*** Information supplied
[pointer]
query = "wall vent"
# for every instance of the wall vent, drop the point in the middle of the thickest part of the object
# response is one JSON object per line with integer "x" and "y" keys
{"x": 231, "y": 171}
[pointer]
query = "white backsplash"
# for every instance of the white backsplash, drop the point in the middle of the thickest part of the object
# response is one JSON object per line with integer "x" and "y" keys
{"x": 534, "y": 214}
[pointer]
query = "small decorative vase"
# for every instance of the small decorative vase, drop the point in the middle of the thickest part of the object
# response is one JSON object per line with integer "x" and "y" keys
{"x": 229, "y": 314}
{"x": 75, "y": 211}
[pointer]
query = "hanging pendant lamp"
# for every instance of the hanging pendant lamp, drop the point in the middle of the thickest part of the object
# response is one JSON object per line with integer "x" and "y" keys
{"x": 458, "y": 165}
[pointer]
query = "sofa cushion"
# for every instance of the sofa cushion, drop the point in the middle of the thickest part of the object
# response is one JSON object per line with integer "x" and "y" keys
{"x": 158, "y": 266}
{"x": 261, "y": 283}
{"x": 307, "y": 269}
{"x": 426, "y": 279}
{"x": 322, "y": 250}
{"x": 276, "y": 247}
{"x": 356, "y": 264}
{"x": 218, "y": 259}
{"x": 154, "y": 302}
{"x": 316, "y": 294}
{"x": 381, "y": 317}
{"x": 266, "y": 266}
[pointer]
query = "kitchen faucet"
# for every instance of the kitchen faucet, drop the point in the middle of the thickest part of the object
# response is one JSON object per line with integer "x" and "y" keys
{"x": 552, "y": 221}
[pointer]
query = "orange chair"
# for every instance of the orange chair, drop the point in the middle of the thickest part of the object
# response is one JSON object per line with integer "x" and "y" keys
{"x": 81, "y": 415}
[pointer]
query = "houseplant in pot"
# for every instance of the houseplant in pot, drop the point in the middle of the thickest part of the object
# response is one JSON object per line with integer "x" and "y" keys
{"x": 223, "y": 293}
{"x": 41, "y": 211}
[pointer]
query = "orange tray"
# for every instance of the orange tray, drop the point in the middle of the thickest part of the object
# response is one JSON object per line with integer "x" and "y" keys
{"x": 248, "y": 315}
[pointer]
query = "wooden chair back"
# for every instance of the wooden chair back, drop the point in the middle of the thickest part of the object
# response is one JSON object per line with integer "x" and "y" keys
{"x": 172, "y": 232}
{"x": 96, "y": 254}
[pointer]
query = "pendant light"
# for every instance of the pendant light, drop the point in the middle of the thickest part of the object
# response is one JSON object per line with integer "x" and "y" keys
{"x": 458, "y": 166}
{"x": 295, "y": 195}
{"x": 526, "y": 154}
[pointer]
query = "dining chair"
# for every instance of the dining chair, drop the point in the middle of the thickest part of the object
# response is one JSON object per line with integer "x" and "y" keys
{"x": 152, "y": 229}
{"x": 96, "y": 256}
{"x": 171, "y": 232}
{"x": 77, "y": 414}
******
## Exercise:
Give back, word for word, the lines from the one with "# for every instance of the wooden" through the last line of the entries, both included, and no other line.

## Your response:
# for every instance of the wooden chair back, drop the point in the middle of the thickest part of the object
# response is one JSON object per line with integer "x" and "y" keys
{"x": 172, "y": 232}
{"x": 96, "y": 254}
[pointer]
query = "pendant light"
# for every instance of the pendant light, drop the point in the middle of the thickest part of the object
# response is one JSON object per line with integer "x" and "y" keys
{"x": 458, "y": 166}
{"x": 295, "y": 195}
{"x": 526, "y": 154}
[pointer]
query = "dining chair"
# for every instance of the dining chair, drop the point in the middle of the thickest part of the object
# response is one JSON object per line with integer "x" and "y" keys
{"x": 152, "y": 229}
{"x": 96, "y": 256}
{"x": 171, "y": 232}
{"x": 77, "y": 414}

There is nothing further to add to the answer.